- _Challenge_:
Swap every "integer pairs" in the items below for "whole-number pairs", and leave everything else unchanged.

- _Recorded data_:
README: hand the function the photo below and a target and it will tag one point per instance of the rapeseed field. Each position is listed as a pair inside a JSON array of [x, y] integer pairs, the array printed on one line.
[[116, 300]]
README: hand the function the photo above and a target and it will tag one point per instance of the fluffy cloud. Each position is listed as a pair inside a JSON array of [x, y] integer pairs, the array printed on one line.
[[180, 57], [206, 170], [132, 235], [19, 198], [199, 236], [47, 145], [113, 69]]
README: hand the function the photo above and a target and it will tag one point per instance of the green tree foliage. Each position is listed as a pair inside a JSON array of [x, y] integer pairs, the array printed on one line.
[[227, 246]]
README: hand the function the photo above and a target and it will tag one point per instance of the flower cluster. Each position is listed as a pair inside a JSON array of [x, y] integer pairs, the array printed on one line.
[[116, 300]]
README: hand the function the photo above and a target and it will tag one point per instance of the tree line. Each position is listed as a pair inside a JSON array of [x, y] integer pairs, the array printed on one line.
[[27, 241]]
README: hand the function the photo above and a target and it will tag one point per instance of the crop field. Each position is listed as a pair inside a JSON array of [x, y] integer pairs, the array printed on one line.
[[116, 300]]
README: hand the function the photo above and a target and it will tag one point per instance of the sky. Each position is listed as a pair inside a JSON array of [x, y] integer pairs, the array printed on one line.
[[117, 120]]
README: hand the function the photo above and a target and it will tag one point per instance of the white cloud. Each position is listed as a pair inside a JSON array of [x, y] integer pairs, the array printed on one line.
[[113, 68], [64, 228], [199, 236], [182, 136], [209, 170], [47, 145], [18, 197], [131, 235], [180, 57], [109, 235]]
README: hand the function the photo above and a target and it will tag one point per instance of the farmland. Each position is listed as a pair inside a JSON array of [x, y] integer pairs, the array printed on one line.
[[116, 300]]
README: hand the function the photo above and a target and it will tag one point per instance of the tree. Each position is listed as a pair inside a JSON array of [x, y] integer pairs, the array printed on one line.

- _Expected output_:
README: hand the function the photo below and a target and it will tag one point per instance of the rapeseed field. Each position is listed as a pair inside a JSON array of [x, y] whole-number pairs, the array printed on one line.
[[116, 300]]
README: hand the function the photo above and a target and it will tag one point per instance of the fluffy cloud. Each position is listed as a pair inside a JSON array of [x, y] whole-number pairs, the array printed on one line.
[[180, 57], [206, 170], [132, 235], [19, 198], [199, 236], [47, 145], [113, 69]]
README: hand the function the photo above and a target and it will tag one point per instance of the green tree foliage. Each position is listed as a pair inside a JSON array of [x, y] whole-number pairs, the array printed on one line.
[[227, 246]]
README: hand the function the photo above and a target and it will tag one point per instance of the flower cluster. Each position is listed as a pair inside a JSON array of [x, y] whole-number pairs, the array printed on one line.
[[116, 300]]
README: hand the function the photo above and a target and it will tag one point per instance of the tree line. Each position is listed as a pair inside a JSON array of [x, y] whole-number pairs, the array printed on one line.
[[27, 241]]
README: hand the function the photo above and a target and it will tag one point per instance of the crop field. Each position is listed as a pair inside a JSON array of [x, y] whole-number pairs, the array printed on one line.
[[116, 300]]
README: hand the function the photo above and a target and it will tag one point per instance of the sky. Each position is listed as a pair inside a JSON array of [x, y] whole-number pairs, the array printed on one line.
[[117, 120]]
README: hand the function the photo above and a target and it will tag one point per instance of the white cloud. Each position is listed as a pair inside a JSON array of [x, y] whole-number pairs, the array printed on one line.
[[113, 68], [64, 228], [199, 236], [182, 136], [209, 170], [47, 145], [18, 197], [131, 235], [180, 57], [109, 235]]
README: hand the function the photo above and a target and it will tag one point per instance of the farmland. Each position is listed as a pair inside a JSON array of [x, y] whole-number pairs, the array printed on one line.
[[116, 300]]
README: hand the function the photo above and a target and it will tag one point per instance of the tree. Each position is listed as a pair inside a JSON array of [x, y] whole-number pairs, the array printed on one line.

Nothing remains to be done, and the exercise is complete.